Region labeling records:
<<<<
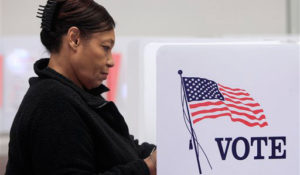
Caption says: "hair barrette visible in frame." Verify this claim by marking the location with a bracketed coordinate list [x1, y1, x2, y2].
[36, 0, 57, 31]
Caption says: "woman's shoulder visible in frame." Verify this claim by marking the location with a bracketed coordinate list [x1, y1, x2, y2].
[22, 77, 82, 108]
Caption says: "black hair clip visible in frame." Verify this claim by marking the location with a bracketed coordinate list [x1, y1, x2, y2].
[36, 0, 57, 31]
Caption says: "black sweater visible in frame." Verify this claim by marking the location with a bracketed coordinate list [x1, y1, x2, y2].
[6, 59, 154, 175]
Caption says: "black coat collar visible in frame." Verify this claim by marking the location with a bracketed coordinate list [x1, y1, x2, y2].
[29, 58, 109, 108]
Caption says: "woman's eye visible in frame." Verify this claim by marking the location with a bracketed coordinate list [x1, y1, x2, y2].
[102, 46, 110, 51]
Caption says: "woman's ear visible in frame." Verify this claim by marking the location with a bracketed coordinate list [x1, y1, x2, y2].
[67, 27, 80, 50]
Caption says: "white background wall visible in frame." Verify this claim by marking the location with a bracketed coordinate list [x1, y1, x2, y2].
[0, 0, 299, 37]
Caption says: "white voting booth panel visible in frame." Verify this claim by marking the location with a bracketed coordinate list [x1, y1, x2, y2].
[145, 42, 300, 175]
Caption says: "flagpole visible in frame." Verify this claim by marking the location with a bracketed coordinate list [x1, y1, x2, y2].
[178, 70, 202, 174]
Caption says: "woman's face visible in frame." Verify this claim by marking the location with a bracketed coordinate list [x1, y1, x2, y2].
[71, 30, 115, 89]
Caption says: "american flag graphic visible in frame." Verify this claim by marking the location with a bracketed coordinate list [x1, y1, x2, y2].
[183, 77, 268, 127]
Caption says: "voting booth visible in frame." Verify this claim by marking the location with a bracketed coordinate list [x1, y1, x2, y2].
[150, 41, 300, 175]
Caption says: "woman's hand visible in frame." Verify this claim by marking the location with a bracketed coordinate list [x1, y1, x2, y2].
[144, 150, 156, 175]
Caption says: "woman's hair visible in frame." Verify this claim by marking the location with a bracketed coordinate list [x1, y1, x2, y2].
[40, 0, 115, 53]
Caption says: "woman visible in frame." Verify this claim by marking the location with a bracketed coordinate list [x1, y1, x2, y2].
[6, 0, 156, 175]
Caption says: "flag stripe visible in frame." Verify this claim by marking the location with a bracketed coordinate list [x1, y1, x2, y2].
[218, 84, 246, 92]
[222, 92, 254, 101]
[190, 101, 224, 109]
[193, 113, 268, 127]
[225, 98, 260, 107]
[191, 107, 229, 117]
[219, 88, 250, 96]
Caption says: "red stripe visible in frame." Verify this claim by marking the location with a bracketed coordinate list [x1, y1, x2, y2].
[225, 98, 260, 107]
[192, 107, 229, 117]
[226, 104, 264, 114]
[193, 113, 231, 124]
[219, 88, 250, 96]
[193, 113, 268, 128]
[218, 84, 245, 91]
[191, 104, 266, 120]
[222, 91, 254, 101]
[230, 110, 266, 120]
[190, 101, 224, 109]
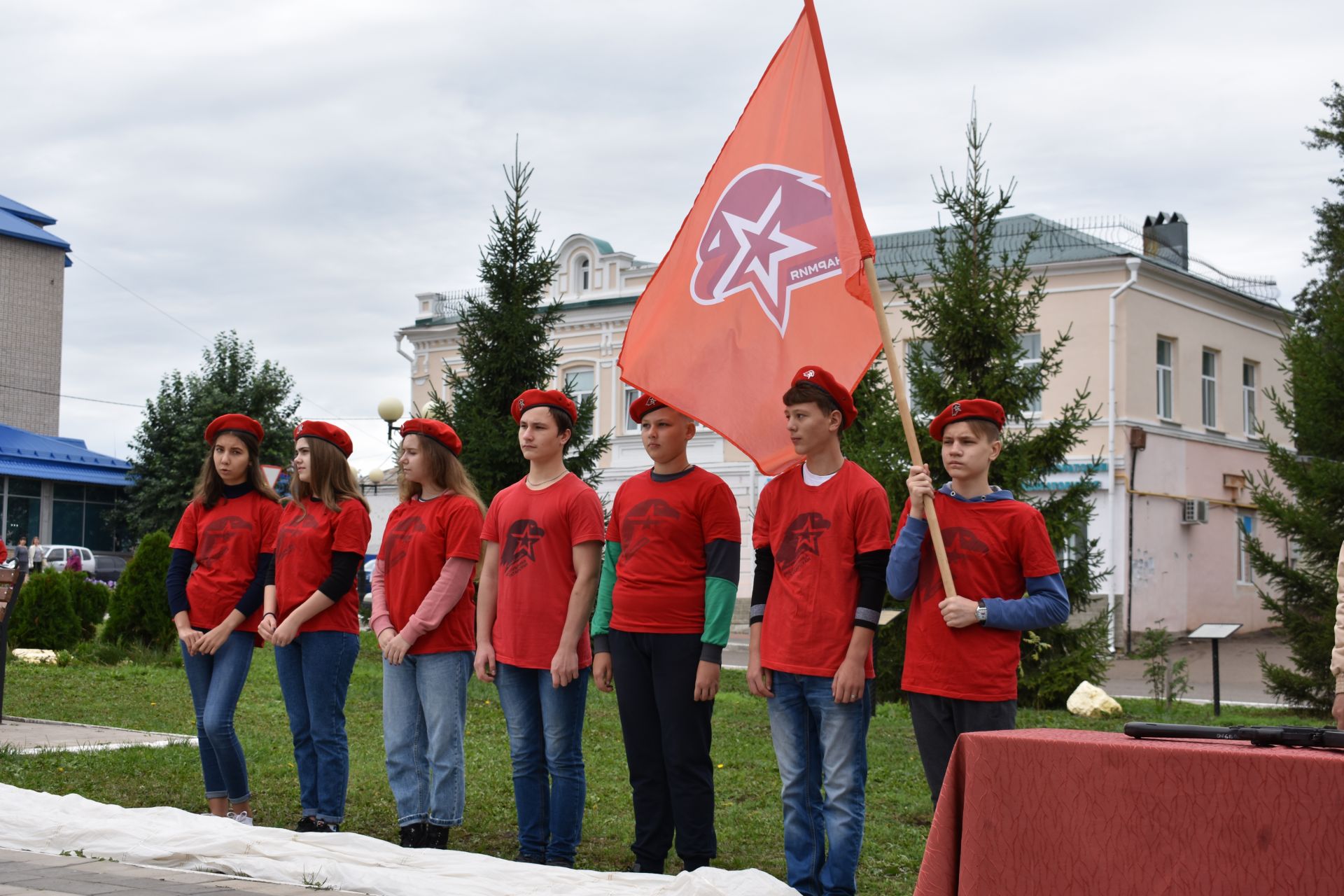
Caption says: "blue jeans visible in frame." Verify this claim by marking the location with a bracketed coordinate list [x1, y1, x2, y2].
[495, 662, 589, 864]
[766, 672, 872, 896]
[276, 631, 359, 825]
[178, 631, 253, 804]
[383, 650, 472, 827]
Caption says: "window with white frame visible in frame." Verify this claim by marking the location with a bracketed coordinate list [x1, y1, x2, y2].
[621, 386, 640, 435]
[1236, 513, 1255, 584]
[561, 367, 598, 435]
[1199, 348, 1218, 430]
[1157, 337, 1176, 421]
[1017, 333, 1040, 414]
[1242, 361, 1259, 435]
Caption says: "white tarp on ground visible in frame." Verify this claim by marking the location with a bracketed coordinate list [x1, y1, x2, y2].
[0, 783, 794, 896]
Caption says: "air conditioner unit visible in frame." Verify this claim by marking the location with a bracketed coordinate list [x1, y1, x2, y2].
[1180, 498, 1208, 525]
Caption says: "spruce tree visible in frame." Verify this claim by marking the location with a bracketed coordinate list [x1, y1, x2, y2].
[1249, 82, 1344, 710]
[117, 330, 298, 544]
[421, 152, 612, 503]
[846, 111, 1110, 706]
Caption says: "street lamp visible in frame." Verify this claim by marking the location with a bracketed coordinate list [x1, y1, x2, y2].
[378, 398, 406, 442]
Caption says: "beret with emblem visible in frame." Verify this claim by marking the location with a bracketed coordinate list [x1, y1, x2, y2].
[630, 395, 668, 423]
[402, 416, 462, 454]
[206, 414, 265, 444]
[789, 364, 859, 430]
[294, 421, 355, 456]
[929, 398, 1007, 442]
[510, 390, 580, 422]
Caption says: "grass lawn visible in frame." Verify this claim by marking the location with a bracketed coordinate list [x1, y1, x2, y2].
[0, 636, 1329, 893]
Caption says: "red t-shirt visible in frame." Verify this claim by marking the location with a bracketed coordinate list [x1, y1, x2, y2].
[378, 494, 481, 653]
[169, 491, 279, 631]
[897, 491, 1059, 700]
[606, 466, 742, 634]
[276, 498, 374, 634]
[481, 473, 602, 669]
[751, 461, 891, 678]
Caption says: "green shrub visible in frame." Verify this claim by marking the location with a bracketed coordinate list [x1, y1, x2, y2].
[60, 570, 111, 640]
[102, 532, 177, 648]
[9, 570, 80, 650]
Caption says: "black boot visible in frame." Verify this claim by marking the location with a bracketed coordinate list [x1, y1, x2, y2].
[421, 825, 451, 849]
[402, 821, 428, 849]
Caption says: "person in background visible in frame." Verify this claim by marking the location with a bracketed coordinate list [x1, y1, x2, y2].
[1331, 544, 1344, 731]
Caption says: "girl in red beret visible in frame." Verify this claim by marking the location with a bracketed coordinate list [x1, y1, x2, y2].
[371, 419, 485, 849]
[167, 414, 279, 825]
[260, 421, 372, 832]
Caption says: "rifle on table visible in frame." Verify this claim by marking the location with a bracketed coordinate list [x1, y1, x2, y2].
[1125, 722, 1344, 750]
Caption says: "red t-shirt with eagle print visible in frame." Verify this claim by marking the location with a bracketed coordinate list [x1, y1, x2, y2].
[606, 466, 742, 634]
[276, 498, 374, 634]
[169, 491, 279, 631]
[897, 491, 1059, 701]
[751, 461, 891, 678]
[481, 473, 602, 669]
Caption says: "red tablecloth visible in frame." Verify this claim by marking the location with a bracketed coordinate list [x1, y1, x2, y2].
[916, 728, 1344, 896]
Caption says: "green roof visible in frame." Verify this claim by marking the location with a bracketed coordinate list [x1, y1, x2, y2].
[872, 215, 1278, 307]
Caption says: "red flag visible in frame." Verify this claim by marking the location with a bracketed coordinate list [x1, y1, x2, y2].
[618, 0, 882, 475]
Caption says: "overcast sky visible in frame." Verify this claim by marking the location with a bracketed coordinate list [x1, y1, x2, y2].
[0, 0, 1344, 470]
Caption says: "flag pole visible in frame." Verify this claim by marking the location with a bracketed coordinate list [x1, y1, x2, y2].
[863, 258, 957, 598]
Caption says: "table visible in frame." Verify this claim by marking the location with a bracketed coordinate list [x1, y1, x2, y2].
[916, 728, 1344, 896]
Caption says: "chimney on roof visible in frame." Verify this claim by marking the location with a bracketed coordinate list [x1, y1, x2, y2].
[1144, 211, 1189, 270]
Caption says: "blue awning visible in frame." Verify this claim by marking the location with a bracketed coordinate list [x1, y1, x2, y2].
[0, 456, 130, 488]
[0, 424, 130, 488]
>>>>
<<<<
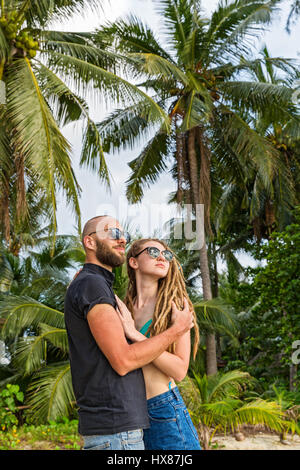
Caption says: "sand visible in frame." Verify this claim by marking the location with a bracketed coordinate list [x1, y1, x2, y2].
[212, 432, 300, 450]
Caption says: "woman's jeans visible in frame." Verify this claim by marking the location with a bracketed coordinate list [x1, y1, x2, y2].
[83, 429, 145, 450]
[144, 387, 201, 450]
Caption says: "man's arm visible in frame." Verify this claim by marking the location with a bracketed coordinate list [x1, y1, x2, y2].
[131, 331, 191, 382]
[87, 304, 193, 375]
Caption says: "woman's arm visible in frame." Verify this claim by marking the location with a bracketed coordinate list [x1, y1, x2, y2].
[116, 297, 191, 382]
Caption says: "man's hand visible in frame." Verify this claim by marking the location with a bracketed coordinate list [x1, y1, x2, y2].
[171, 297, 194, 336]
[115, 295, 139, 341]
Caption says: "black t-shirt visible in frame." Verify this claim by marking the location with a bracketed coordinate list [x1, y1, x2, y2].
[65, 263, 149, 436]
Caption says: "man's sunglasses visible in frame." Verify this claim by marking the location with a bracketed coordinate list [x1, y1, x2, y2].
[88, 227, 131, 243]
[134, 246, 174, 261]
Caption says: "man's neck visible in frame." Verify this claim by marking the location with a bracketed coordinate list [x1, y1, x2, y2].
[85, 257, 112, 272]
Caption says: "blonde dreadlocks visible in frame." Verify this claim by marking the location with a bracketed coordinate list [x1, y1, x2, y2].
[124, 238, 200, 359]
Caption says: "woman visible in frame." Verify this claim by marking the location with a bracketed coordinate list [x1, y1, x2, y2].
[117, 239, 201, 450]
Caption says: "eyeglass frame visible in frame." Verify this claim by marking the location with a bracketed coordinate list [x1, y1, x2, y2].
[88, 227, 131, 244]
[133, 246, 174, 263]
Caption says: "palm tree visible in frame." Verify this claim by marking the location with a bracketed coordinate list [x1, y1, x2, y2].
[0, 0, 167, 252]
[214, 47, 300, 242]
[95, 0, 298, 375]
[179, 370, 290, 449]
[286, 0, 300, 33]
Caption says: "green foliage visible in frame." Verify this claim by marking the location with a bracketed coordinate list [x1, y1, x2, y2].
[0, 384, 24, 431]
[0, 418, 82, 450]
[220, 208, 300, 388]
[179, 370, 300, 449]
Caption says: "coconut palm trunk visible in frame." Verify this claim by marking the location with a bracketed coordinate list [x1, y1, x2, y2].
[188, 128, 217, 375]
>>>>
<<<<
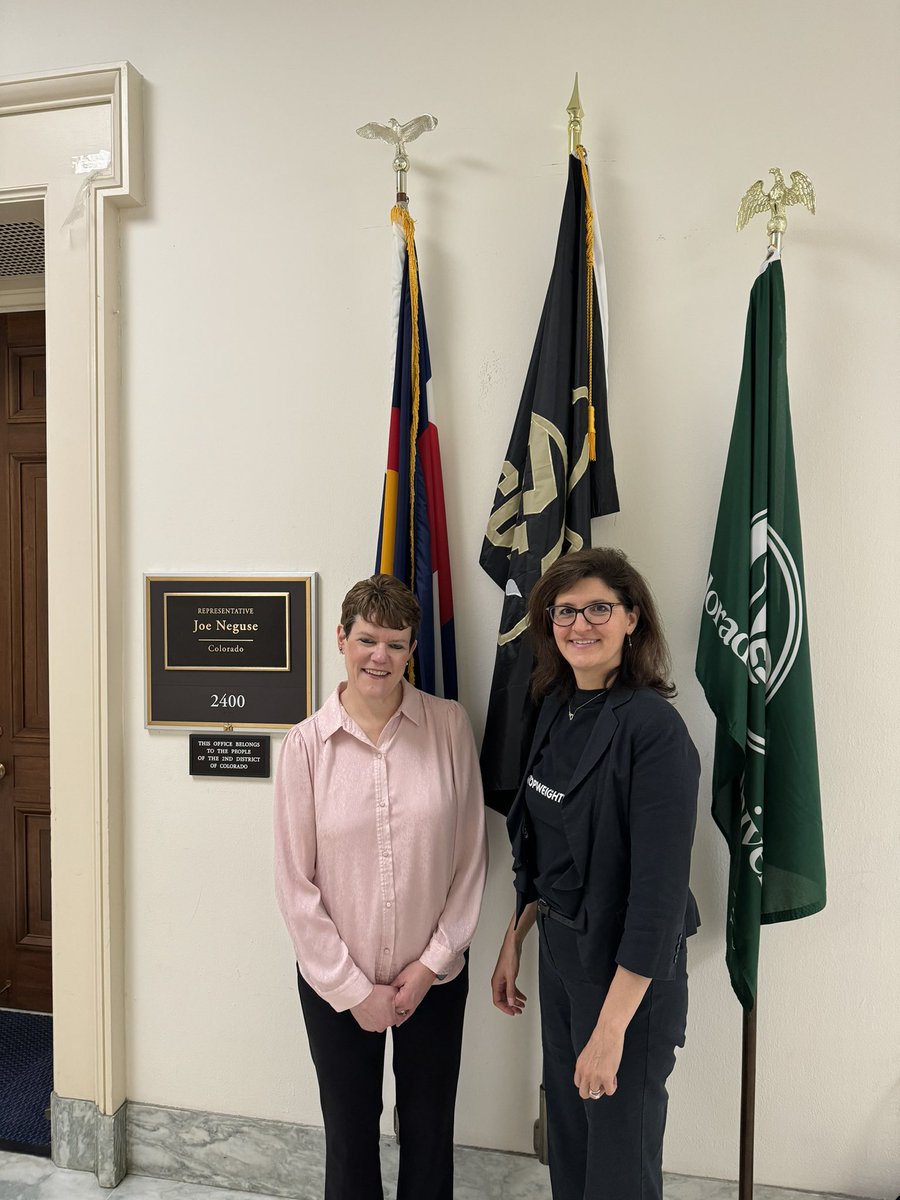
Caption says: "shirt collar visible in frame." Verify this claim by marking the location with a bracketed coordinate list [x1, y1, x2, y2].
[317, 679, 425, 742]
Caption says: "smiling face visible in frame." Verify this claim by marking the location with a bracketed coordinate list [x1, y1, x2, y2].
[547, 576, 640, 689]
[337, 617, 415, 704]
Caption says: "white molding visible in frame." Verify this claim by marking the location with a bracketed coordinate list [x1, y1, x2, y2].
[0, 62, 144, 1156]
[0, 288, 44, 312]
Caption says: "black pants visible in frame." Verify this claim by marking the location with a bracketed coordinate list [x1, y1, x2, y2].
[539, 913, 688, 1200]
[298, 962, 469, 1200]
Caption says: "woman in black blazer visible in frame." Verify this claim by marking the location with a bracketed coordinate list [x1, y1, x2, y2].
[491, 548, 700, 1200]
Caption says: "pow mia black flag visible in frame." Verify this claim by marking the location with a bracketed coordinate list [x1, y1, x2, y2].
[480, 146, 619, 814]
>>>>
Please repeat the lines of the material above, from the line containing "dreadlocks visible in" through the line containing "[117, 239, 201, 450]", including both of those lines.

Output of the task:
Caption says: "blonde dreadlocks visible in frame." Verify this claim by marking the location with a bracketed coordinate list [x1, y1, x2, y2].
[124, 238, 200, 359]
Caption says: "woman visible in frame." Verify this claim by marking the location with a bracketed coordinate list [x1, y1, x2, y2].
[117, 239, 201, 450]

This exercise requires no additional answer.